* [Aufgaben]
A) Erläutere anhand des Textes zum Point of Experience, weshalb den meisten Lesern „spätestens jetzt“ klar sein dürfte, von welchem Geschäft die Rede ist.
B) Gib einen Abschnitt aus dem Text zum Point of Experience wortgetreu wieder. Setze bei den Worten „Kaufst du nur“ ein und höre nach „Geschäft wir sprechen.“ auf.
C) Führe den Text zum Point of Experience im Anschluss an seinen letzten Satz weiter.

* [Seitenauszug]
= = = =

Agentur Passepartout – Point of Sale

Kaufst du nur oder erlebst du schon? Vom Point of Sales zum Point of Experience

Inmitten einer Shopping Mall mit weitgehend mäßig gefüllten oder gar leeren Boutiquen findet sich ein Store vor dessen Eingangspforte gleich zwei Schlangen stehen. Eine links und eine rechts von der Eingangstür. Das Holzdach des Stores erinnert an eine Surf-Hütte. Hier sind die Verkäufer nicht einfach Verkäufer, sondern so genannte „Store Models“. Wer hier Hemden stapeln will, muss neben einer makellosen Haut eine schlanke Taille oder einen Waschbrettbauch vorweisen. Durchdringende Musik einer Playlist, die aus nur 12 Liedern besteht, beschallt die Kunden. An den Wänden werden Szenen von windigen Stränden und Surf-Szenen auf Videoleinwänden abgespielt und im gesamten Store riecht es zu jeder Zeit nach einem bestimmten Parfum. Spätestens jetzt dürfte den meisten klar sein, von welchem Geschäft wir sprechen.

= = = =

* [Auszüge aus Datensätzen]
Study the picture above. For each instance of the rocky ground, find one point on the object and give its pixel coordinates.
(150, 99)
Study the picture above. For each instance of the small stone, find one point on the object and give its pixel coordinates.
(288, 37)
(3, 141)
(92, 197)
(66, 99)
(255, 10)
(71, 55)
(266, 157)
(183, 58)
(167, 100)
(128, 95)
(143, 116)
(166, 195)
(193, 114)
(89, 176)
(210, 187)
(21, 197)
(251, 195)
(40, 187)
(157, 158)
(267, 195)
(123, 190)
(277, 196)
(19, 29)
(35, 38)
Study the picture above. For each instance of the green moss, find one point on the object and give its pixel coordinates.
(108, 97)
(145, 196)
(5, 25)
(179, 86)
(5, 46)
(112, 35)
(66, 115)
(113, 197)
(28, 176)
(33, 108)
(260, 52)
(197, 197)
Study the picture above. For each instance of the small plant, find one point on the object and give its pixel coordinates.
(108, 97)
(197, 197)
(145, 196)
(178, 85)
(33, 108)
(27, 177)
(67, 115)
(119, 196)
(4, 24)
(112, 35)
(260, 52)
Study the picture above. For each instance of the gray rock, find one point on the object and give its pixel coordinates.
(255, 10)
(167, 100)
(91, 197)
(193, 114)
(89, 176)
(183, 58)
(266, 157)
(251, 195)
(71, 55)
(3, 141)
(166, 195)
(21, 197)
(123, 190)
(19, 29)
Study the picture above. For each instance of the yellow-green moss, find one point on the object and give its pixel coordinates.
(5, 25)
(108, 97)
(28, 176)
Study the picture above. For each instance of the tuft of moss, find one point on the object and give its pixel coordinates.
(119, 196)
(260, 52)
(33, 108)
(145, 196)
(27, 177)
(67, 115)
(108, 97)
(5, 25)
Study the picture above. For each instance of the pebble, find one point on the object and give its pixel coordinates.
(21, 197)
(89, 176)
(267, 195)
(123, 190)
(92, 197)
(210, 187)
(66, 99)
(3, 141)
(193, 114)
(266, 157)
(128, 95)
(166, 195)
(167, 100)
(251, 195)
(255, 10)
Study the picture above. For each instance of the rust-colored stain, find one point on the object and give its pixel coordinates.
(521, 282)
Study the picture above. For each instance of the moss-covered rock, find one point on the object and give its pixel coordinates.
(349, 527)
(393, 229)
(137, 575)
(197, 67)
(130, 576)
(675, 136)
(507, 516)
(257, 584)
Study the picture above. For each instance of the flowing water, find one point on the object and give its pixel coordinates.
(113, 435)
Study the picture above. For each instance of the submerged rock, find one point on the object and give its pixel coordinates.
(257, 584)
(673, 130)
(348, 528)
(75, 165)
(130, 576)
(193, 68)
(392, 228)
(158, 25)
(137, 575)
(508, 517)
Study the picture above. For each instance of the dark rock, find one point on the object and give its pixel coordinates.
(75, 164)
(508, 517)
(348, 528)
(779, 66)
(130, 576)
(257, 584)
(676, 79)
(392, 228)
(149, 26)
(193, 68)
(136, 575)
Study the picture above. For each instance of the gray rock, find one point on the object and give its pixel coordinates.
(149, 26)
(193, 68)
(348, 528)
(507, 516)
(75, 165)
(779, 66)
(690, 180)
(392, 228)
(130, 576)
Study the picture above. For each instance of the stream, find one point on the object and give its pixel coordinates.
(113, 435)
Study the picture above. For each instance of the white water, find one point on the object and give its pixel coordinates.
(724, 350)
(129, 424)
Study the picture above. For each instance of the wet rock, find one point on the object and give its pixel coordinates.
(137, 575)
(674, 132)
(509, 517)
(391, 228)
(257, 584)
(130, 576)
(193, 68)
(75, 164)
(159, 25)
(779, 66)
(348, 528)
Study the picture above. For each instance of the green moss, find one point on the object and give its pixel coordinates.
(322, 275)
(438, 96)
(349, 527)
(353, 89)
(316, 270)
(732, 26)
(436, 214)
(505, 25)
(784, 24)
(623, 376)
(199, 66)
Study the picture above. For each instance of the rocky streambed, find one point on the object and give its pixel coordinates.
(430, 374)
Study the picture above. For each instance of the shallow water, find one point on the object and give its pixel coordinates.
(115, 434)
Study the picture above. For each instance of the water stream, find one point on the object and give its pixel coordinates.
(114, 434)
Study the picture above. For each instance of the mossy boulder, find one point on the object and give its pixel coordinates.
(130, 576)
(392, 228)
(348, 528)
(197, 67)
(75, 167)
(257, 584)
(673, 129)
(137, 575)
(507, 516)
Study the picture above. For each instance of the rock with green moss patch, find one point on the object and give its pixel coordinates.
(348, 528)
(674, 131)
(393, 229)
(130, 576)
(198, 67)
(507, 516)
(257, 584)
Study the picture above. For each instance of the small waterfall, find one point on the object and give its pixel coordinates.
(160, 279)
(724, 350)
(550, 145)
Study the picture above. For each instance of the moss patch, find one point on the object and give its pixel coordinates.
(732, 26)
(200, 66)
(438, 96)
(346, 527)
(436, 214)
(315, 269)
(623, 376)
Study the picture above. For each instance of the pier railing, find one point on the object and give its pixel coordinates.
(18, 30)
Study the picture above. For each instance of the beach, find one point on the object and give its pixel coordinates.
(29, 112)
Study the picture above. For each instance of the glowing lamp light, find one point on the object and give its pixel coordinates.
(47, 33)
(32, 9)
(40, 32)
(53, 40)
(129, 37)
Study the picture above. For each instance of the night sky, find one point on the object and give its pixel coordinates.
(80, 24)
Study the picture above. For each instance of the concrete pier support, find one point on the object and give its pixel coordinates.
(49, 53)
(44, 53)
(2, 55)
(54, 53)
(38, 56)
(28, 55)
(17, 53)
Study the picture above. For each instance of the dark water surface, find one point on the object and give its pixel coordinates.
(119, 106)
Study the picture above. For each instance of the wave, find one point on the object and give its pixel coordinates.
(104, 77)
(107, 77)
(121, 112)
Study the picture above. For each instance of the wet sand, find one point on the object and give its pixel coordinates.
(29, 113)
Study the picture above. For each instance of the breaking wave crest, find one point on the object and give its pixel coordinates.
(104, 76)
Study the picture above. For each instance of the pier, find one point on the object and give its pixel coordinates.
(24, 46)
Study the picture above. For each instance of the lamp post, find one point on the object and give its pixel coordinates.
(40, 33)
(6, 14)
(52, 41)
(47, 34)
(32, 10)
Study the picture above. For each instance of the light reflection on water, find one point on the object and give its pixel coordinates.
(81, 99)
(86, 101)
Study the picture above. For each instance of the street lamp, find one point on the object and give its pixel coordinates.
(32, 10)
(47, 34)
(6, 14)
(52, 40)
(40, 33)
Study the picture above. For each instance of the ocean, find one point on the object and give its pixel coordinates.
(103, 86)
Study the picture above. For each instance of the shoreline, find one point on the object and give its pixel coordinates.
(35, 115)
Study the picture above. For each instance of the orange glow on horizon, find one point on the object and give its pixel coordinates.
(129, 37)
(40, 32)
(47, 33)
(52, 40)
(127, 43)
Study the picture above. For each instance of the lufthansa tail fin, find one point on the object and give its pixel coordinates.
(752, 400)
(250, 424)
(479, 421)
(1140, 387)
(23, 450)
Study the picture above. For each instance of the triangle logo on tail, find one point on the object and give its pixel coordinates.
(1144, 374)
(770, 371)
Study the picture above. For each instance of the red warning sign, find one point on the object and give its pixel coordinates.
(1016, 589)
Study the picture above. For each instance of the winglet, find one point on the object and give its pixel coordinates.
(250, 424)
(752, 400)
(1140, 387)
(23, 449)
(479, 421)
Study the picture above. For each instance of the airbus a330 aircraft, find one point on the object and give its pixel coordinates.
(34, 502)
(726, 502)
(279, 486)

= = = =

* [Lösungen]
A) Vor diesem Satz beschreibt der Text zahlreiche auffällige Merkmale des Stores. Genannt werden die zwei Schlangen vor dem Eingang, das Holzdach im Stil einer Surf-Hütte, die „Store Models“ als Verkäufer und eine Playlist aus nur 12 Liedern. Hinzu kommen Videos von windigen Stränden und Surf-Szenen sowie ein bestimmtes Parfum, nach dem es im gesamten Store zu jeder Zeit riecht.

B)
Kaufst du nur oder erlebst du schon? Vom Point of Sales zum Point of Experience

Inmitten einer Shopping Mall mit weitgehend mäßig gefüllten oder gar leeren Boutiquen findet sich ein Store vor dessen Eingangspforte gleich zwei Schlangen stehen. Eine links und eine rechts von der Eingangstür. Das Holzdach des Stores erinnert an eine Surf-Hütte. Hier sind die Verkäufer nicht einfach Verkäufer, sondern so genannte „Store Models“. Wer hier Hemden stapeln will, muss neben einer makellosen Haut eine schlanke Taille oder einen Waschbrettbauch vorweisen. Durchdringende Musik einer Playlist, die aus nur 12 Liedern besteht, beschallt die Kunden. An den Wänden werden Szenen von windigen Stränden und Surf-Szenen auf Videoleinwänden abgespielt und im gesamten Store riecht es zu jeder Zeit nach einem bestimmten Parfum. Spätestens jetzt dürfte den meisten klar sein, von welchem Geschäft wir sprechen.

C)
Die Marke Abercrombie & Fitch/ Hollister ist sicher eine der bekanntesten Marken, die einen immer wichtiger werdenden Trend des Handels schon vor Jahren einführte: Ein Einkauf dort ist ein minutiös inszeniertes Event. Das Kauferlebnis zieht den Kunden an. Und auch andere ziehen nach. Zum Beispiel: Das Highlight im innovativsten Sporthaus Europas ist die Hasewelle (Hase ist ein Fluss, der durch Osnabrück fließt), eine stehende Welle, auf der man im Geschäft Surfen lernen kann.

Zwei wichtige Entwicklungen dominieren seit einigen Jahren den Handel: Produkte und Services können überall gekauft werden. In den Geschäften vor Ort und natürlich online. Auf der anderen Seite wandelt sich unsere Gesellschaft in eine Erlebnisgesellschaft. Viele Menschen erwarten Erlebnisse beim Einkaufen oder Erlebnisse mit dem Produkt selbst. Erlebnisse, an die sie sich erinnern.

Fazit: Der stationäre Handel befindet sich im Wandel. Und wird zu einem Medienkanal für Markenerlebnisse und Geschichten – einem Einkaufserlebnis.

Denn: Der physische Raum eines Geschäftes ermöglicht dem Kunden handels- und markenspezifische Erlebnisse, die in der Online-Welt so nicht abgebildet und erlebt werden können. Und der Bezug zu uns, die wir uns tagtäglich mit der Gestaltung von einzigartigen und nachhaltigen Erlebnissen beschäftigen?
Der Soziologe Ray Oldenburg kategorisierte 1989 unsere Lebensräume in drei Orte. Neben dem Zuhause und dem Arbeitsplatz ist der dritte Ort Räume der Begegnung wie Geschäfte und Gastronomie. Sie alle bieten auf ihre eigene Art, die Möglichkeit für Kommunikation und Erlebnisse.

Wie schafft man einen dritten Ort?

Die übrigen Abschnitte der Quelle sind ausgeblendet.